Selected passage
2.1 Ethical Issues with Crowdsourcing Rewards

The globalisation and cross-specialisation of crowdsourcing expose it to complex ethical judgements, as different countries and domains have their own unique regulations and ethical policies. Specifically, the US and India dominate the crowd labour force (Difallah et al., 2018; Kazai et al., 2013), and the workers from these two countries have different subjective perceptions of the fairness of payments from doing micro-tasks due to their local economic levels, and crowdsourcing practices are governed by different laws (Martin et al., 2016; Gellman, 2015). In addition, crowdsourcing projects from academic institutions are subject to higher ethical standards than those from commercial institutions because they are reviewed by ethics committees and governed by strict ethics guidelines (Shmueli et al., 2021; Gleibs, 2017; Martin et al., 2017).

Using crowdsourcing to collect data in social science studies brings together the benefits of having a broad demographic distribution and fast responses. However, many researchers have raised the issues of improper payments and low rewards, especially in studies where researchers do not have an extensive track-record in the domain of crowdsourcing task design, and particularly for those studies that regard crowdsourcing as a means to collect data and not as the main subject of study. For example, Callison-Burch (2009) claimed to have paid crowdworkers “a grand total of 9.75 USD to complete nearly 1,000 HITs”. Andersen and Richard (2018) discussed the pay rate in social science experiments that had been carried out using crowdsourcing. Two experiments with different task lengths were conducted to measure the effect of payment rate on the quality of the workers’ output. The findings of this study confirmed that the variance of pay rates did not have a significant effect on workers’ output quality, but they did have a different kind of effect, such as the completion time. A similar study by Haug (2018) explored ethical issues in collecting data for survey research using crowdsourcing. Several studies considered using crowdsourcing as a fast, cheap, and effective tool for managing data for social science. However, others (Borromeo et al., 2017; Williamson, 2016; Fort et al., 2011) have raised concerns, claiming that low pay rates could challenge the ethics of the data collection process for such studies. Haug (2018) pointed out that in their experiments raising the payment increased the risk of having workers who were used to doing the same type of tasks, potentially affecting the bias of the collected data.

Problems to work on
1 > Repeat the passage on ethical issues with crowdsourcing rewards word for word, in full.
2 > Find each line in the records below that contains the word "desk" and copy those lines. Case matters.

Given data
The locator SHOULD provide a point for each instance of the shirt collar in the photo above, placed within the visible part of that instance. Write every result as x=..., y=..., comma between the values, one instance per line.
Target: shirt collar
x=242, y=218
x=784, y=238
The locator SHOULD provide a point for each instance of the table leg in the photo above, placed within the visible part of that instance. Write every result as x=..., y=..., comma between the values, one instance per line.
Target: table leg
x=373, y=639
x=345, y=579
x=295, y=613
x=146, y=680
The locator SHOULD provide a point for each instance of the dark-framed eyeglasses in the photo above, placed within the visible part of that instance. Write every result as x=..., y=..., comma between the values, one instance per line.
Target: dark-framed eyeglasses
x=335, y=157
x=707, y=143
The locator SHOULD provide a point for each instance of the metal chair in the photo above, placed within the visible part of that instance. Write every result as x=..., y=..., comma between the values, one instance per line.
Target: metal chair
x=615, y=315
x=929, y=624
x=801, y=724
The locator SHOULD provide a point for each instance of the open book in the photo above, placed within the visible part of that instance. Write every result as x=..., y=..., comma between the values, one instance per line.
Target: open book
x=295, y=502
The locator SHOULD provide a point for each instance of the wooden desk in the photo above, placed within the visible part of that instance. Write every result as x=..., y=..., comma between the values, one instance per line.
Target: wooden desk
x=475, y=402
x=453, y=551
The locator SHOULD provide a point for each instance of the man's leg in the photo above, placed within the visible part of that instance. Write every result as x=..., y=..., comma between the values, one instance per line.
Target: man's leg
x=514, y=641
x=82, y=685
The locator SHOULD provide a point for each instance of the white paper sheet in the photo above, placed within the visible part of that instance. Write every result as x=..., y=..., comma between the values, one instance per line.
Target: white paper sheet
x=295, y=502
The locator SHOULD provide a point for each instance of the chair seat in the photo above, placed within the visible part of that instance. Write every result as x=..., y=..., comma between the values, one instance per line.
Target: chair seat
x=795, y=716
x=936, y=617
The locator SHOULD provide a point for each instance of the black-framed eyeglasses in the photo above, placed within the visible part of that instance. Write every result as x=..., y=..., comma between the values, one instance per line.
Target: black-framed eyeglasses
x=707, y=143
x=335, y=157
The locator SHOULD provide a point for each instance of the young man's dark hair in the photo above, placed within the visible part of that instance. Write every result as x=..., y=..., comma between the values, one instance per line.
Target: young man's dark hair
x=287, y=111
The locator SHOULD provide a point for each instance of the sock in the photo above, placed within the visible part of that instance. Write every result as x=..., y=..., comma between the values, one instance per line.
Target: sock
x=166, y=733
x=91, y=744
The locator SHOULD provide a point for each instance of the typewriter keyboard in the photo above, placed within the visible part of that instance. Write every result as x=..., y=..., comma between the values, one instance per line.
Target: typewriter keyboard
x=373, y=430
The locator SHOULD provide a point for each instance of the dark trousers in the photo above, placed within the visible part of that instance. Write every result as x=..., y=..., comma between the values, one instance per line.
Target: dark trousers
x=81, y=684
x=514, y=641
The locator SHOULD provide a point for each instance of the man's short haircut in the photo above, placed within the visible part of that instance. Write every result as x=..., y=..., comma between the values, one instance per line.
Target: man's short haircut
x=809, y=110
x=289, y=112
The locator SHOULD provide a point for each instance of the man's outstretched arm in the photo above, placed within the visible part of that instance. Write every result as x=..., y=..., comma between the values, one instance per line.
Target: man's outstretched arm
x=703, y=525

List of solutions
1 >
2.1 Ethical Issues with Crowdsourcing Rewards

The globalisation and cross-specialisation of crowdsourcing expose it to complex ethical judgements, as different countries and domains have their own unique regulations and ethical policies. Specifically, the US and India dominate the crowd labour force (Difallah et al., 2018; Kazai et al., 2013), and the workers from these two countries have different subjective perceptions of the fairness of payments from doing micro-tasks due to their local economic levels, and crowdsourcing practices are governed by different laws (Martin et al., 2016; Gellman, 2015). In addition, crowdsourcing projects from academic institutions are subject to higher ethical standards than those from commercial institutions because they are reviewed by ethics committees and governed by strict ethics guidelines (Shmueli et al., 2021; Gleibs, 2017; Martin et al., 2017).

Using crowdsourcing to collect data in social science studies brings together the benefits of having a broad demographic distribution and fast responses. However, many researchers have raised the issues of improper payments and low rewards, especially in studies where researchers do not have an extensive track-record in the domain of crowdsourcing task design, and particularly for those studies that regard crowdsourcing as a means to collect data and not as the main subject of study. For example, Callison-Burch (2009) claimed to have paid crowdworkers “a grand total of 9.75 USD to complete nearly 1,000 HITs”. Andersen and Richard (2018) discussed the pay rate in social science experiments that had been carried out using crowdsourcing. Two experiments with different task lengths were conducted to measure the effect of payment rate on the quality of the workers’ output. The findings of this study confirmed that the variance of pay rates did not have a significant effect on workers’ output quality, but they did have a different kind of effect, such as the completion time. A similar study by Haug (2018) explored ethical issues in collecting data for survey research using crowdsourcing. Several studies considered using crowdsourcing as a fast, cheap, and effective tool for managing data for social science. However, others (Borromeo et al., 2017; Williamson, 2016; Fort et al., 2011) have raised concerns, claiming that low pay rates could challenge the ethics of the data collection process for such studies. Haug (2018) pointed out that in their experiments raising the payment increased the risk of having workers who were used to doing the same type of tasks, potentially affecting the bias of the collected data.

2 >
The locator SHOULD provide a point for each instance of the wooden desk in the photo above, placed within the visible part of that instance. Write every result as x=..., y=..., comma between the values, one instance per line.
Target: wooden desk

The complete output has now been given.